**Task item**: Write out each record exactly and skip every image.

Data excerpts
================================
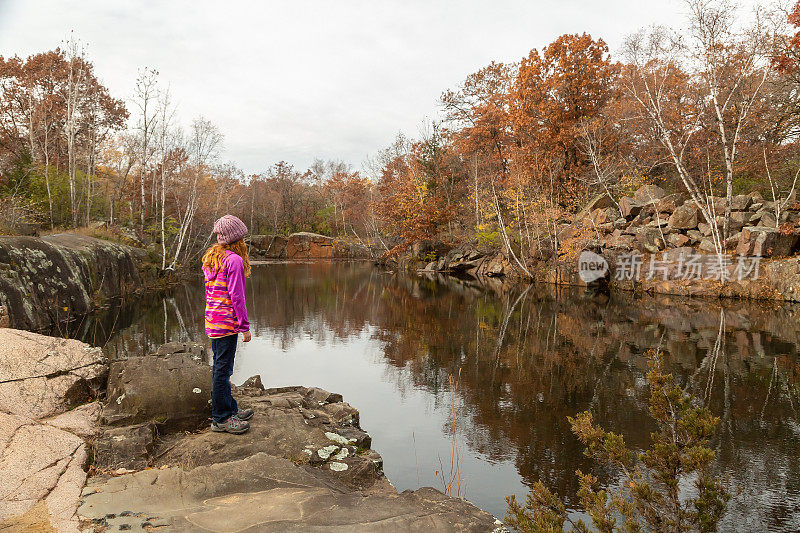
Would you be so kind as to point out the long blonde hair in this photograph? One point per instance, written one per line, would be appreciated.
(213, 257)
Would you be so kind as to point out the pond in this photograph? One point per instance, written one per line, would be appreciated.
(508, 365)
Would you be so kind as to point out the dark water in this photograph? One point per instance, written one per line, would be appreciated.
(526, 359)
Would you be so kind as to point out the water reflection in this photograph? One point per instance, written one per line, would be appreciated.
(528, 358)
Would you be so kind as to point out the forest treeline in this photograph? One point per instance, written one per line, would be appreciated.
(711, 110)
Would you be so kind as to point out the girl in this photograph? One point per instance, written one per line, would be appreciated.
(225, 266)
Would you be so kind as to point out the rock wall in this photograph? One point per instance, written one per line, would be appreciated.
(653, 225)
(306, 246)
(45, 281)
(43, 453)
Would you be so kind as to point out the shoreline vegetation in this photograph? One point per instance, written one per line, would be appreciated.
(681, 142)
(523, 152)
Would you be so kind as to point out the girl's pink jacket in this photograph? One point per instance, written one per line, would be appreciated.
(226, 312)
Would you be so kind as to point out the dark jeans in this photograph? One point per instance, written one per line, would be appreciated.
(223, 406)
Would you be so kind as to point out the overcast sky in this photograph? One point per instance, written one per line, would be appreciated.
(296, 80)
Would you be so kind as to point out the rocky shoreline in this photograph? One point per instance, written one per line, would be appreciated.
(47, 281)
(139, 454)
(306, 245)
(656, 228)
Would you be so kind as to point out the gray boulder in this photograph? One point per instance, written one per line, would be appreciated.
(174, 390)
(683, 218)
(42, 376)
(766, 242)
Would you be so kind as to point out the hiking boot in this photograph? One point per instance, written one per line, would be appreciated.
(231, 425)
(244, 414)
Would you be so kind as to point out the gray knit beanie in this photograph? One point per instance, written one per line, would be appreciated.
(229, 229)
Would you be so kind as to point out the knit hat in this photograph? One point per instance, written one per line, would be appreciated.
(229, 229)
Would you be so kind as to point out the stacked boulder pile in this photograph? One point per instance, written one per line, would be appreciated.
(652, 221)
(305, 245)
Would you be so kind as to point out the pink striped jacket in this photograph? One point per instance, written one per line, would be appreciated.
(226, 312)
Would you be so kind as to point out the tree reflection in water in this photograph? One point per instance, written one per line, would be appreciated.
(528, 357)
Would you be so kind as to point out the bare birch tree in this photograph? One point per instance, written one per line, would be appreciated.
(74, 91)
(145, 97)
(166, 115)
(205, 141)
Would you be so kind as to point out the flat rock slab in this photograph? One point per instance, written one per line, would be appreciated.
(174, 390)
(265, 493)
(42, 466)
(42, 376)
(305, 425)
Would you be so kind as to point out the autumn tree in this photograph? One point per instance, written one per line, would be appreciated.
(570, 81)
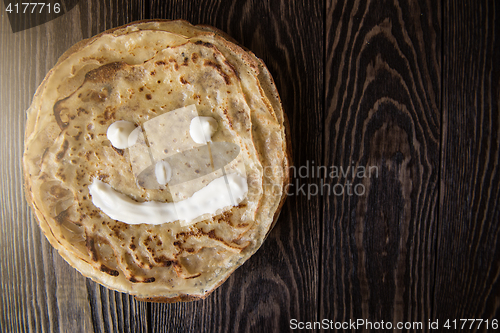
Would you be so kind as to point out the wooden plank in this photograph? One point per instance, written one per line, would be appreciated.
(382, 91)
(468, 265)
(280, 281)
(40, 292)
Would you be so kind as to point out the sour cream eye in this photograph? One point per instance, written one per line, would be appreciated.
================================
**Exercise answer**:
Would you be so kind as to point out the long blonde hair in this photograph? One point per instance, written one per line, would be appreciated.
(213, 257)
Would you be so kind as to point out the pond in this photograph? One point per instance, written one per line, would be appreciated.
(508, 365)
Would you be so kind as to point out the dark water in this photograph? One point per instance, written one per line, would be appreciated.
(526, 359)
Would you be so kind as to point out the water reflection in this photograph? One point per instance, written one per line, would be appreciated.
(528, 358)
Would you be so kind as to point out the forest treeline in this photograph? One point per instance, written one per line, would be appreciated.
(711, 110)
Would you be so kind as to point out the girl in this photograph? One point per instance, written one per line, would be appreciated.
(225, 266)
Would you be so kind as to point out the rock wall in this photograph? One point per instance, written one per line, would be appreciated.
(653, 225)
(306, 246)
(45, 281)
(43, 453)
Would you be so kind as to point out the shoreline vegetation in this photograph? One point per instance, written one per line, would be appreciated.
(681, 142)
(523, 152)
Would you be so kind as to point out the girl's pink jacket in this photograph? One point per instance, written one per line, would be appreciated.
(226, 312)
Would you be so kind as to point out the dark jeans in this photograph? One point per instance, written one per line, would be appreciated.
(223, 406)
Would you be so kind as to point out the overcast sky in this photograph? One point per instance, written one per line, would be appreciated.
(296, 80)
Would you be so kind as to point out the rocky shoreline in this photograph? One point per instance, written one per line, would be appreciated.
(47, 281)
(139, 454)
(306, 245)
(656, 228)
Would you be so kind as to point out the gray boulder in this photograph? One point per instance, written one per line, would be appreciated.
(174, 390)
(683, 218)
(42, 376)
(766, 242)
Would you be so kind as to point out the hiking boot in this photograph? One point per instance, written one per line, would be appreciated.
(231, 425)
(244, 414)
Would you be so kind as to point out the gray knit beanie in this photograph? One point per instance, written one per line, would be appreciated.
(229, 229)
Would you be so kind as to point out the knit hat in this photograph? One point per instance, written one per line, would be appreciated.
(229, 229)
Would you be so kind as to point out the stacked boulder pile in this photograph? One point per instance, written one per line, would be appreciated.
(652, 221)
(305, 245)
Would you be so kind as to point out the pink striped jacket in this photograph? One point per instance, written one per line, would be appreciated.
(226, 312)
Would you be so kind as to point out the tree reflection in water in this photograph? One point per instance, written one per line, would be appreciated.
(528, 357)
Would you be so kind as to point out the bare birch tree in this photograph? One point per instance, written one per line, would be appreciated.
(74, 91)
(145, 97)
(166, 115)
(205, 141)
Would you be so kind as to point out the flat rock slab in this photograph? One point per instance, written one per line, would be appreciated.
(174, 390)
(265, 493)
(42, 466)
(42, 376)
(305, 425)
Would you be so kind as to point out the autumn tree in this photograph? One point per instance, written one per line, would be appreciated.
(570, 81)
Would you be so kind as to point out the wooden plank in this photograph? One point per instance, written one per line, would be appreciated.
(382, 91)
(468, 265)
(280, 281)
(40, 292)
Would you be so kind as to point out the sour cream eye in this photograph? One point per instance, written one per line, would be appreciated.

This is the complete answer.